[Work to be completed]: Count the lines in the entries below that contain the string "hand", treating uppercase and lowercase letters as distinct, and give only that number.

⁂

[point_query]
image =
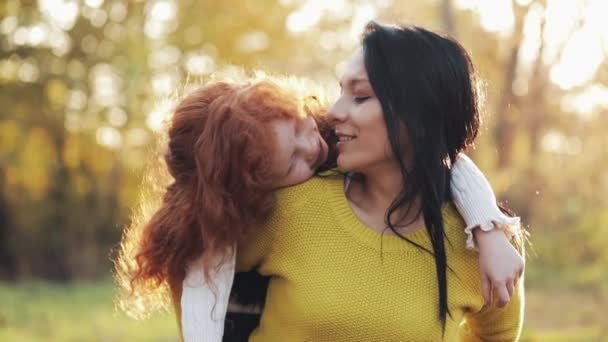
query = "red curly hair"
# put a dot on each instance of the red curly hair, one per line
(218, 156)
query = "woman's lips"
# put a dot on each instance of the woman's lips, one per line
(322, 156)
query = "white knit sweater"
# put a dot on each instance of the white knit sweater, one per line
(204, 308)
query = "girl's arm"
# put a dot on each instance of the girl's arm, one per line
(487, 229)
(204, 305)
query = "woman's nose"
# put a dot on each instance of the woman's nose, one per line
(337, 112)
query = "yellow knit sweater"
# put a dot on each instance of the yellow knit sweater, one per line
(334, 279)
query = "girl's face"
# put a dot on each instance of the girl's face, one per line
(358, 121)
(301, 150)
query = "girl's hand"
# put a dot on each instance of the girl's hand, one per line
(501, 266)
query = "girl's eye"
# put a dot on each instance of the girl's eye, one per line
(362, 99)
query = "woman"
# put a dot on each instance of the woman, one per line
(230, 195)
(379, 255)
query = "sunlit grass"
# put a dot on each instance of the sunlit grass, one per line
(38, 311)
(78, 312)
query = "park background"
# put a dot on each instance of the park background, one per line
(85, 87)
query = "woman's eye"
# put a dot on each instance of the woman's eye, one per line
(361, 99)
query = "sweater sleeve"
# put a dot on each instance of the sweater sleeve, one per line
(204, 306)
(476, 202)
(496, 324)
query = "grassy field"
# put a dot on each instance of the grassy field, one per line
(84, 312)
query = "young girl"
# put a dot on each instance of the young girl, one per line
(231, 145)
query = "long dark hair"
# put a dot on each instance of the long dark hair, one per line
(426, 82)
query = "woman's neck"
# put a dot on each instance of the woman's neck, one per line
(372, 192)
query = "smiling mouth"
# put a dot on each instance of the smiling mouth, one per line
(322, 155)
(345, 137)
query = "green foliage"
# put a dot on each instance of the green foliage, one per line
(83, 96)
(41, 311)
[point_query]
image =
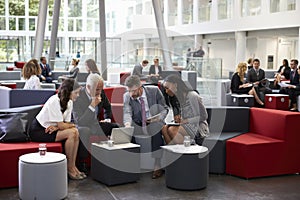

⁂

[Task output]: 2